REQUEST —
Reproduce every entry exactly, without alteration.

--

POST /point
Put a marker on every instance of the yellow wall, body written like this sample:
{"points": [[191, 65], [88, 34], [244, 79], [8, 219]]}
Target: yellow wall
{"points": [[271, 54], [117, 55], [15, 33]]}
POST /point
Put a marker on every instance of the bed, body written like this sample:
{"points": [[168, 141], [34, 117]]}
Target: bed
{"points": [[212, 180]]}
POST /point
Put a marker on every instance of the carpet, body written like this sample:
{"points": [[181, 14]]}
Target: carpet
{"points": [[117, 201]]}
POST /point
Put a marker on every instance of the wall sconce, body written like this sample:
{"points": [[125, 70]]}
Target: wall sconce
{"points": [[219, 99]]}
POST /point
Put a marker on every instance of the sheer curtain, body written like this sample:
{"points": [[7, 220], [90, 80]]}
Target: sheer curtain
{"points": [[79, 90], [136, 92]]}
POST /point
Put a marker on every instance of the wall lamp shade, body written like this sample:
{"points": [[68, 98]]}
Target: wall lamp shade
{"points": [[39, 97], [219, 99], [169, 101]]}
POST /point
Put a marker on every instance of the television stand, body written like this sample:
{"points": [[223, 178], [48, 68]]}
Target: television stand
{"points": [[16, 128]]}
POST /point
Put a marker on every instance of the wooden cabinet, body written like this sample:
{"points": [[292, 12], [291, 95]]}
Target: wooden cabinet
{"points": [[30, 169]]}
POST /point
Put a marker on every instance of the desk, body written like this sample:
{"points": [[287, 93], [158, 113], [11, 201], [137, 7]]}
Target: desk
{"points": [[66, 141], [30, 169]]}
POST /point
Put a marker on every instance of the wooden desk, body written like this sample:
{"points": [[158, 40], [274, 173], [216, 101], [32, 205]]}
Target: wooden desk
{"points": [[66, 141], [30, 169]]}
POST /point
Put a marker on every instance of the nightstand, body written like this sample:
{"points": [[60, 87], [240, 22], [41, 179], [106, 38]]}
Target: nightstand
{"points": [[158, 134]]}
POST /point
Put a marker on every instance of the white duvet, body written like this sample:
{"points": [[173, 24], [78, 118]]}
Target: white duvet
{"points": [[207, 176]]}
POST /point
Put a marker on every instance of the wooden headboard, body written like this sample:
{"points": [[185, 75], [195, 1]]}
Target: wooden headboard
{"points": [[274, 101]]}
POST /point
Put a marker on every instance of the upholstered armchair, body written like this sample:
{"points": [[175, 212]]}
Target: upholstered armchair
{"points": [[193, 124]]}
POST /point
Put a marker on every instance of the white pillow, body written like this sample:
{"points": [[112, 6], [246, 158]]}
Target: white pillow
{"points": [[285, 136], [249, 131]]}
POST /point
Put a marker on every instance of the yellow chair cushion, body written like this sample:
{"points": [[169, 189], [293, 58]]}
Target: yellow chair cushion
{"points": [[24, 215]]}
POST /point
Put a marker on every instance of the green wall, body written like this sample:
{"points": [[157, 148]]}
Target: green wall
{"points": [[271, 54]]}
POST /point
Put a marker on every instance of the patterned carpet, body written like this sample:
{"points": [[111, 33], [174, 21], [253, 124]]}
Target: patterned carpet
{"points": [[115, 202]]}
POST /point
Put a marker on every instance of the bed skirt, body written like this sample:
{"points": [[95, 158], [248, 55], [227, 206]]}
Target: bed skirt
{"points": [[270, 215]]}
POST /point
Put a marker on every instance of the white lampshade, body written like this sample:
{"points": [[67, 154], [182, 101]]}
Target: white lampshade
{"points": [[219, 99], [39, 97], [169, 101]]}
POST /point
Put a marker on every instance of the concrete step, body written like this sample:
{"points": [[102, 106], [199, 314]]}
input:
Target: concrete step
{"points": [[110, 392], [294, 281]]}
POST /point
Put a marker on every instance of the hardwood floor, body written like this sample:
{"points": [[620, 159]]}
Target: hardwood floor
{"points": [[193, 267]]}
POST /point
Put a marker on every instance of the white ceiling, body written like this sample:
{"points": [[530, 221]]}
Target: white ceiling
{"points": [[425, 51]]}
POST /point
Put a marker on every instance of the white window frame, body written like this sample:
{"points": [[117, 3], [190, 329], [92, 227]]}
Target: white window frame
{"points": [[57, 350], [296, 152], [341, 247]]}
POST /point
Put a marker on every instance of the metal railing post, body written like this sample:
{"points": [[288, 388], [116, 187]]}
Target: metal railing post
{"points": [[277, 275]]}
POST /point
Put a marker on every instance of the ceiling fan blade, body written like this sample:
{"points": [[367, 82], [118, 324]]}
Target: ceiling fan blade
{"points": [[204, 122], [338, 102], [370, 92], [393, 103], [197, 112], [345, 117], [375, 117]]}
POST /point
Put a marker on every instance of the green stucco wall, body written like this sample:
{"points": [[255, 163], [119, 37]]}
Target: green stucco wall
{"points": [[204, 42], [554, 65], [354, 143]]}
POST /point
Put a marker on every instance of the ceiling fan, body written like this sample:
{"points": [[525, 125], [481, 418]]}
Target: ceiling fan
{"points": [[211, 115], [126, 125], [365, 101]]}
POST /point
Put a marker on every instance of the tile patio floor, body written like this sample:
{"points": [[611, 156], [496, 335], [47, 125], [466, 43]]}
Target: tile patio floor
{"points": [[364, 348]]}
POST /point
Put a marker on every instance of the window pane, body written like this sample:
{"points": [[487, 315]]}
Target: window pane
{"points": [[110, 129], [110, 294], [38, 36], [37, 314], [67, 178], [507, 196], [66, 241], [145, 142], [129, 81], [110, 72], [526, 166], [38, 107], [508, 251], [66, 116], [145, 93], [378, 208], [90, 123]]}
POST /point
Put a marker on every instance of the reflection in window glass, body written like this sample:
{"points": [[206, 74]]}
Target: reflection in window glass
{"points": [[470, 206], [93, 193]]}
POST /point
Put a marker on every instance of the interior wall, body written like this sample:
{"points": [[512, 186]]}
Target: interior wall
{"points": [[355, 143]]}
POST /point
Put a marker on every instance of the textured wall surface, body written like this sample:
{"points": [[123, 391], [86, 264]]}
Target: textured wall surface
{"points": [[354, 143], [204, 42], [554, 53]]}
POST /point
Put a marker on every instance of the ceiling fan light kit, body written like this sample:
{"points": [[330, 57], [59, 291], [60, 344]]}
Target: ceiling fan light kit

--

RESULT FOR THIS TASK —
POST /point
Put a marker on every instance of the yellow wall, body written like this sample:
{"points": [[191, 65], [88, 34], [244, 79], [8, 219]]}
Target: yellow wall
{"points": [[271, 54], [117, 55], [15, 33]]}
POST /point
Put a marker on every instance of the bed, body written like this sample:
{"points": [[168, 141], [34, 117]]}
Target: bed
{"points": [[212, 180]]}
POST /point
Put a marker on every instance of the carpet, body written like this sample:
{"points": [[181, 14]]}
Target: carpet
{"points": [[117, 201]]}
POST /point
Put a marker on every instance of the wall sconce, body written like this sample:
{"points": [[125, 70]]}
Target: wall sconce
{"points": [[219, 99]]}
POST /point
Put a marker on every instance of the sheer curtain, body written like this sample:
{"points": [[7, 220], [90, 80]]}
Target: sheer curtain
{"points": [[79, 90], [136, 92]]}
POST /point
Put a marker on every instance of the wall lamp shade, body written like this sample:
{"points": [[68, 98]]}
Target: wall lamp shade
{"points": [[39, 97], [219, 99], [169, 101]]}
POST /point
Put a marker on every instance of the television stand, body written like this sample:
{"points": [[223, 178], [48, 68]]}
Target: television stand
{"points": [[16, 128]]}
POST /point
Put a marker on every instance of the wooden cabinet, body written like this sample:
{"points": [[292, 12], [291, 95]]}
Target: wooden cabinet
{"points": [[30, 169]]}
POST /point
Put a marker on every instance of the desk, body written like this sample:
{"points": [[287, 93], [158, 113], [11, 201], [137, 7]]}
Target: desk
{"points": [[66, 141], [30, 169]]}
POST /point
Put a marker on every instance of the wooden desk, body written like this sample:
{"points": [[158, 40], [274, 173], [216, 101], [32, 205]]}
Target: wooden desk
{"points": [[66, 141], [30, 169]]}
POST /point
Put a marker on every instance of the nightstand, body written like this sample:
{"points": [[60, 87], [240, 22], [41, 179], [106, 38]]}
Target: nightstand
{"points": [[158, 134]]}
POST /point
Put a marker on every instance of the white duvet, body written like this sample:
{"points": [[173, 24], [78, 118]]}
Target: white duvet
{"points": [[207, 176]]}
POST /point
Put a marker on every instance of the wooden headboard, body written like this sample:
{"points": [[185, 75], [195, 1]]}
Target: wooden headboard
{"points": [[274, 101]]}
POST /point
Put a marker on every instance of the upholstered armchair, body written like this sample:
{"points": [[175, 212]]}
Target: upholstered armchair
{"points": [[193, 124]]}
POST /point
Put a marker on every instance of the white pillow, body written like this sample:
{"points": [[112, 6], [246, 158]]}
Target: white pillow
{"points": [[285, 136], [249, 131]]}
POST /point
Put a marker on every instance of the yellow chair cushion, body written like this sample:
{"points": [[169, 189], [293, 58]]}
Target: yellow chair cushion
{"points": [[24, 215]]}
POST /point
Put a marker on every instance of the green wall, body written like this sample:
{"points": [[157, 148]]}
Target: green wall
{"points": [[271, 54]]}
POST /point
Put a marker on every instance of the patterned carpet, body written like this sample:
{"points": [[111, 33], [174, 21], [253, 124]]}
Target: patterned carpet
{"points": [[115, 202]]}
POST /point
Put a marker on every instance of the bed skirt, body written like this sample:
{"points": [[95, 158], [248, 55], [227, 206]]}
Target: bed skirt
{"points": [[270, 215]]}
POST /point
Put a marker on every instance of the white lampshade, body written like this sample:
{"points": [[67, 154], [182, 101]]}
Target: white lampshade
{"points": [[219, 99], [39, 97], [169, 101]]}
POST /point
Put a marker on every instance of the concrete step, body written like this sample:
{"points": [[102, 106], [199, 314]]}
input:
Target: concrete step
{"points": [[110, 392], [294, 281]]}
POST /point
Put a marker on every instance of the hardwood floor, body written like this sample:
{"points": [[620, 159]]}
Target: hardwood floor
{"points": [[193, 267]]}
POST /point
Put a marker on every instance of the white ceiling, body written like this sample:
{"points": [[530, 221]]}
Target: white ceiling
{"points": [[425, 51]]}
POST /point
Put a marker on every instance of the white window frame, body written like this sample:
{"points": [[117, 3], [190, 329], [92, 227]]}
Target: white window frame
{"points": [[57, 350], [296, 152], [341, 247]]}
POST /point
Put a marker on every instance of the metal railing post, body written like this sample:
{"points": [[288, 388], [116, 187]]}
Target: metal railing post
{"points": [[277, 275]]}
POST /point
Put a marker on every instance of the ceiling fan blade, body written like this sample:
{"points": [[367, 82], [118, 324]]}
Target: ceiling fan blade
{"points": [[204, 122], [338, 102], [370, 92], [393, 103], [197, 112], [345, 117], [375, 117]]}
POST /point
Put a marker on every instance of the green stucco wall, body written like this sample:
{"points": [[255, 163], [119, 37]]}
Target: green stucco wall
{"points": [[204, 42], [554, 65], [354, 143]]}
POST /point
Put a marker on every instance of the ceiling fan, body written like this sample:
{"points": [[525, 125], [481, 418]]}
Target: ceiling fan
{"points": [[211, 115], [126, 125], [365, 101]]}
POST /point
Put a marker on every instance of the tile patio floor, body written like this sample:
{"points": [[611, 156], [496, 335], [47, 125], [466, 43]]}
Target: tile patio floor
{"points": [[364, 348]]}
POST /point
Put a marker on every instance of the window pane, body written like this sample:
{"points": [[487, 315]]}
Target: window pane
{"points": [[110, 129], [110, 294], [38, 36], [37, 314], [67, 178], [507, 196], [66, 241], [145, 142], [129, 81], [110, 72], [526, 166], [38, 107], [508, 251], [66, 116], [145, 93], [378, 208], [90, 123]]}
POST /point
Put a marker on every instance of the reflection in window glass, body written like this sample:
{"points": [[206, 74]]}
Target: reflection in window glass
{"points": [[470, 206], [93, 193]]}
POST /point
Put a marker on every instance of the interior wall, body written like this sample:
{"points": [[512, 186]]}
Target: interior wall
{"points": [[355, 143]]}
POST /point
Put a marker on every instance of the textured wall surface, body written like this sample:
{"points": [[123, 391], [86, 264]]}
Target: textured wall surface
{"points": [[354, 143], [204, 42], [554, 53]]}
POST /point
Put a marker on every instance of the ceiling fan light kit, body written like this sample:
{"points": [[330, 57], [59, 291], [60, 344]]}
Target: ceiling fan light kit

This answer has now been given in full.